#### [Reading passage]
####################

Peru’s cultures are as diverse as its geography. Peru’s first organized city states worshipped at stepped adobe platforms on the coast 5,000 years ago, even before the Egyptians were building their pyramids at Giza. And as the Roman Empire spread across modern-day Europe, Peru's first empire states were moving like wildfire across the Andes. The Chavín and Tiahuanaco cultures established patterns of religion, commerce, and architecture that culminated in the Inca Empire. When the Spaniards conquested Peru in the 1530s, the Inca Empire extended along much of the western coast of South America. The Inca legacy continues today in the lives and language of 8 million Quechua-speaking highlanders.
Peru’s coastal people are a complex blend of Peru’s indigenous peoples, which mixed with African slaves brought to Peru during colonial times, Japanese and Chinese workers that came to Peru in the 19th century, and waves of immigrants from Europe. In the Amazon there are 43 distinct ethnic groups, each with their own language.
Global Issues Background
Peru’s economy is based mainly on exports of raw materials from industries such as mining, oil, natural gas, agriculture and fishmeal, though tourism and other services have grown recently in importance. Peru was one of the most important holdings of the Spanish empire and Peru’s indigenous peoples were subjugated during Peru’s three centuries of colonial rule. Despite a land reform movement in the 1960s and an emerging middle class, much of the country’s wealth remains concentrated in the hands of a few powerful families. This uneven distribution of wealth helped fuel the Shining Path terrorism movement from 1980 to the mid-1990s.

####################

#### [Provided material]
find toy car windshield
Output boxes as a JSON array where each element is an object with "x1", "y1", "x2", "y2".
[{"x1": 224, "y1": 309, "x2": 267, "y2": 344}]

####################

#### [Exercise instructions]
1. Answer these from the Peru passage:
(a) How many years ago did Peru's first organized city states worship at stepped adobe platforms on the coast?
(b) How many distinct ethnic groups live in the Amazon?
(c) Over what period was the Shining Path terrorism movement active?
2. Echo the Peru passage word for word, everything from "Peru’s coastal people" down to "their own language.".
The material stands apart from the Peru passage.

#### [Solutions by task]
1.
(a) 5,000 years ago
(b) 43
(c) From 1980 to the mid-1990s

2.
Peru’s coastal people are a complex blend of Peru’s indigenous peoples, which mixed with African slaves brought to Peru during colonial times, Japanese and Chinese workers that came to Peru in the 19th century, and waves of immigrants from Europe. In the Amazon there are 43 distinct ethnic groups, each with their own language.